=== Challenge A ===
Please show each line of the listing that contains the word "horizon".

=== Source text ===

■ ■ ■ ■ ■ ■ ■

When I publish the Azure Functions project, the two functions are displayed in the Azure portal, however they fail as they do not have access to the app settings. Now I know I can specifiy the settings in the application settings blade, but I want to use appsettings.json which should be possible according to this github issue: https://github.com/Azure/azure-functions-cli/issues/33

This SO answer contains some information about getting it to work Azure Functions - using appsettings.json. Now the issue lies in "Azure will try looking for after appsettings.json file into your root folder of the Function that you working on." My function project as it stands contains the following file structure:

-appsettings.json
-Function_function1.cs
-Function_function2.cs
-host.json

When the project is built and deployed, I end up with a folder for each of the functions in the wwwroot, each of these contains a function.json file. The appsettings.json file goes into the wwwroot/bin folder and the functions are not able to access it.

■ ■ ■ ■ ■ ■ ■

(Location annotation dataset excerpts)

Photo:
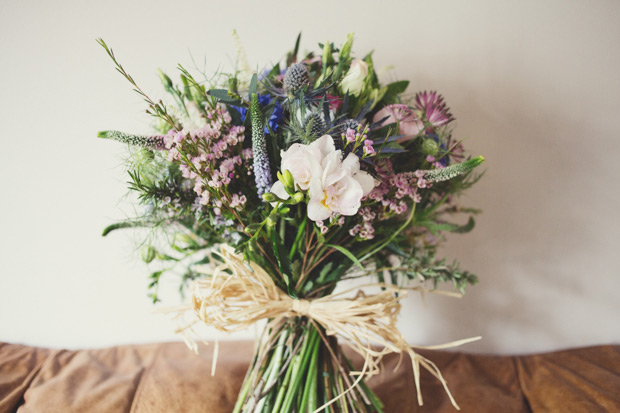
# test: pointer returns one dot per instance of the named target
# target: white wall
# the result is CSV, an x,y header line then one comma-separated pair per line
x,y
534,84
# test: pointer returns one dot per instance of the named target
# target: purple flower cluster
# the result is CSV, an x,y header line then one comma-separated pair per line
x,y
212,157
433,108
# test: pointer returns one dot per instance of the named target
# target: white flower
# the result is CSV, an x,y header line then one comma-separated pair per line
x,y
334,185
354,79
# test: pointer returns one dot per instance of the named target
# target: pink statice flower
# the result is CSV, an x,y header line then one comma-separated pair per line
x,y
212,157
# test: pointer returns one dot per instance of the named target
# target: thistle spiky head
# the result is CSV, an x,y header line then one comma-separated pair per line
x,y
349,124
296,78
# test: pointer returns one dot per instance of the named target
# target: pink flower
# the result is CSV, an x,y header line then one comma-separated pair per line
x,y
433,108
408,122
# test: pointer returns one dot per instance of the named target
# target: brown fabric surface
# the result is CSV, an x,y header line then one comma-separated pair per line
x,y
158,378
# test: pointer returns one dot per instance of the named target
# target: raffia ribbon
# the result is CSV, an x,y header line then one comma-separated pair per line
x,y
238,294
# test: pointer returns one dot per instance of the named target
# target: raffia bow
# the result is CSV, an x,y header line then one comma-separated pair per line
x,y
238,294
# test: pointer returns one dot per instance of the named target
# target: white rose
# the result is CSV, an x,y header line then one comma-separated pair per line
x,y
343,185
354,79
334,185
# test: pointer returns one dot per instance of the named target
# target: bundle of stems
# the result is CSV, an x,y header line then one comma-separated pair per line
x,y
298,368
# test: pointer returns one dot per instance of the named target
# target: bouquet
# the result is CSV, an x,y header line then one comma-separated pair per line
x,y
273,187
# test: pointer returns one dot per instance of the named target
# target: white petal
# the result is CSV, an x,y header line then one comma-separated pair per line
x,y
278,190
317,211
366,181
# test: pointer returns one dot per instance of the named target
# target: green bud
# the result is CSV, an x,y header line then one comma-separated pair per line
x,y
272,221
288,180
297,197
233,84
430,147
327,55
345,51
148,254
269,197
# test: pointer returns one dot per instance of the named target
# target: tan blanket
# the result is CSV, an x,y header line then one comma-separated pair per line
x,y
158,378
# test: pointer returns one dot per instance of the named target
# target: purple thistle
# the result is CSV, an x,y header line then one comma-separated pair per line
x,y
433,108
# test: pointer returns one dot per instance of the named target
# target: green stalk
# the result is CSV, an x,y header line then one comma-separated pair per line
x,y
288,401
300,233
274,368
284,386
243,394
309,397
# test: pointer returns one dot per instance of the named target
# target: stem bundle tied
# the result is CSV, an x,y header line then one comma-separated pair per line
x,y
238,294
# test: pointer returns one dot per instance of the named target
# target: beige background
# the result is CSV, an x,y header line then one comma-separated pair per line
x,y
535,85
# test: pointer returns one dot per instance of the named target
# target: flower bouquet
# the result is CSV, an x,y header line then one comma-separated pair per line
x,y
274,187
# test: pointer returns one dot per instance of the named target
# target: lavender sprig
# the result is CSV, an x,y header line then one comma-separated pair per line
x,y
149,142
262,172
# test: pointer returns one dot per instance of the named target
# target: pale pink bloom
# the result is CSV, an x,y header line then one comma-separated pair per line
x,y
353,81
335,185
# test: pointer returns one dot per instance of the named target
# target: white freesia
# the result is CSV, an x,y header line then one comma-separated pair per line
x,y
353,82
334,185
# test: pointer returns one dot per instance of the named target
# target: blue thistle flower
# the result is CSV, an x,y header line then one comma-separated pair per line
x,y
262,172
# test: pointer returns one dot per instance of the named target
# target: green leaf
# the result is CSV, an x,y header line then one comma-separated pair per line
x,y
452,171
448,226
347,253
222,95
396,88
120,225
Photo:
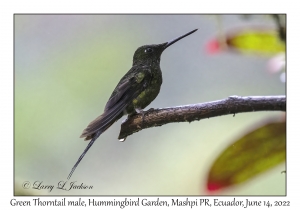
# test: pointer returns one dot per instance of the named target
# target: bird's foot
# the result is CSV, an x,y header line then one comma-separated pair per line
x,y
140,111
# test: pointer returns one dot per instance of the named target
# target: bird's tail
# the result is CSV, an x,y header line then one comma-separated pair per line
x,y
97,134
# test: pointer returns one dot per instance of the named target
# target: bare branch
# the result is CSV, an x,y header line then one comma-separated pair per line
x,y
189,113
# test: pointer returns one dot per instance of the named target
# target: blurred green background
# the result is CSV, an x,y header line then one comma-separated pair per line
x,y
66,67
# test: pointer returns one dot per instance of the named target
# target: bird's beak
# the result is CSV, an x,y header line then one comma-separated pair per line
x,y
167,44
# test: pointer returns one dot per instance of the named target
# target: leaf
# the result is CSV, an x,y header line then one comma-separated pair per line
x,y
253,154
256,41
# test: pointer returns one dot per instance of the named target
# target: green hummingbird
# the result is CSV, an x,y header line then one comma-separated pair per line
x,y
135,91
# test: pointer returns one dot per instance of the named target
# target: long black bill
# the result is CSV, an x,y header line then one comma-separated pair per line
x,y
177,39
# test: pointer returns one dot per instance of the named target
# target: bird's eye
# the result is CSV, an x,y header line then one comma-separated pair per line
x,y
148,50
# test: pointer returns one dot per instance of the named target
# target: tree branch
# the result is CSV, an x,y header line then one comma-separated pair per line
x,y
189,113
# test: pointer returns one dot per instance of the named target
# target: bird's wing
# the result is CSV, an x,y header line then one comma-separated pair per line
x,y
127,91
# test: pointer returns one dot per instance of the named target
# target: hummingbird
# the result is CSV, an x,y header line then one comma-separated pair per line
x,y
135,91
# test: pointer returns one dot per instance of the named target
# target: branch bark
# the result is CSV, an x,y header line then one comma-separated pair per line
x,y
192,112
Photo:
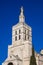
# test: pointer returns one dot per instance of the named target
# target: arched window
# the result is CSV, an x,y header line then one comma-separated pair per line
x,y
15,38
15,32
19,37
25,37
10,63
19,31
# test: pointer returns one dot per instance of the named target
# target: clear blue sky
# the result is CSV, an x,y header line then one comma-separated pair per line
x,y
9,14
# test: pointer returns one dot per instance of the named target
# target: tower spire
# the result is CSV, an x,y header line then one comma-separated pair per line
x,y
21,17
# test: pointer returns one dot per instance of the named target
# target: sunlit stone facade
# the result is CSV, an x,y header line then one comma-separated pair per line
x,y
20,51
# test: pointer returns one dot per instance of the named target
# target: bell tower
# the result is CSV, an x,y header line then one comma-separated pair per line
x,y
21,16
20,51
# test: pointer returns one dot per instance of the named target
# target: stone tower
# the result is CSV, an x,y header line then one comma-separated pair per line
x,y
20,51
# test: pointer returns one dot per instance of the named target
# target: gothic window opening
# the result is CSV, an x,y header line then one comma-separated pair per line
x,y
25,37
19,31
19,37
15,38
25,31
15,32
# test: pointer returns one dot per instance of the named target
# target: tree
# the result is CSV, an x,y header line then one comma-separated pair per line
x,y
32,58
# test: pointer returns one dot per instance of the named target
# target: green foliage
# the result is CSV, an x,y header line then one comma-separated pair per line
x,y
33,59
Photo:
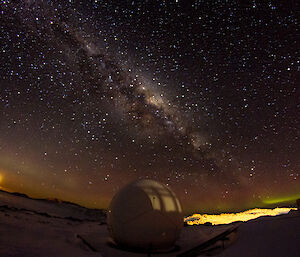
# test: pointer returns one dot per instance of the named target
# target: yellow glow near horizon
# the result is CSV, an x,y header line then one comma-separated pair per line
x,y
226,218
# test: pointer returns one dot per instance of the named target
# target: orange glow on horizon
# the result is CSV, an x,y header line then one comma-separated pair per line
x,y
226,218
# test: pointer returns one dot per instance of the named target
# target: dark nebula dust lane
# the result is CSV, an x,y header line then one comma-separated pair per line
x,y
199,96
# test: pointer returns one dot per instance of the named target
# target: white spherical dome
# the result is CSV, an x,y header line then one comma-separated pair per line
x,y
145,215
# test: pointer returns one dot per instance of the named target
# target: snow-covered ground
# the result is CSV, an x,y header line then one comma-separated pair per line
x,y
30,227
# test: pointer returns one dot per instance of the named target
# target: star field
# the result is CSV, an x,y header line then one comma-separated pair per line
x,y
201,96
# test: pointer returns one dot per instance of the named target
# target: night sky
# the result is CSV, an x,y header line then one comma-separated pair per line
x,y
201,96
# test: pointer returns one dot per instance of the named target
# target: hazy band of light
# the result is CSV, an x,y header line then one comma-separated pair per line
x,y
282,199
226,218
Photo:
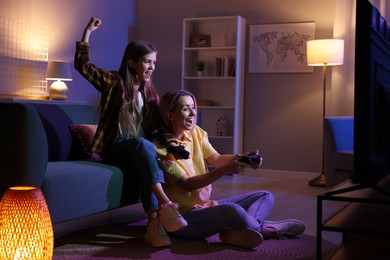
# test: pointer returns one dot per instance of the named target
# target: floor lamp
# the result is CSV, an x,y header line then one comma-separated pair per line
x,y
326,52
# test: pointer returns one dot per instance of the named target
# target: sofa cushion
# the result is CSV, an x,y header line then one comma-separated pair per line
x,y
56,119
82,137
75,189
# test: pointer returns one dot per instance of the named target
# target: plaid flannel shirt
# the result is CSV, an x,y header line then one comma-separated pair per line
x,y
111,87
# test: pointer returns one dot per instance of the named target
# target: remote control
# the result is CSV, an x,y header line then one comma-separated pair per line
x,y
253,158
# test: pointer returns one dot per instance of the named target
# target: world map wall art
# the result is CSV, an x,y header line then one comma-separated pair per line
x,y
279,48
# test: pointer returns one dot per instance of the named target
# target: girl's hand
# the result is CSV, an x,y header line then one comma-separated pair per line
x,y
93,24
232,167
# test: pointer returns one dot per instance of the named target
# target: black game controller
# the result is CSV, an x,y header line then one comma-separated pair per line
x,y
179,150
253,158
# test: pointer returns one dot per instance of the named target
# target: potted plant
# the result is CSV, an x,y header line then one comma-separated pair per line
x,y
200,67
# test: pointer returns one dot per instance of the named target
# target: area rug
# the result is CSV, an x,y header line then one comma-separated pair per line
x,y
126,241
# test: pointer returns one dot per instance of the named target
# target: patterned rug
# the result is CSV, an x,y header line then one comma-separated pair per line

■ ■ ■ ■ ■ ■ ■

=== Challenge B ===
Duplicate everything in the Azure Functions post from "-appsettings.json" down to "to access it.".

=== Worked solution A ===
# target: yellow glow near horizon
# target: orange glow on horizon

=== Worked solution B ===
-appsettings.json
-Function_function1.cs
-Function_function2.cs
-host.json

When the project is built and deployed, I end up with a folder for each of the functions in the wwwroot, each of these contains a function.json file. The appsettings.json file goes into the wwwroot/bin folder and the functions are not able to access it.